INSTRUCTION:
Return every row that contains the string "facade", copying each such row in full.

DATA FOR THE TASK:
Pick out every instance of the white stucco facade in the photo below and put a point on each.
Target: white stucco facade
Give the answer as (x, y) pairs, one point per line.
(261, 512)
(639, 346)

WRITTEN ANSWER:
Pick out every instance of the white stucco facade in the photo below and put a point on each.
Target: white stucco facade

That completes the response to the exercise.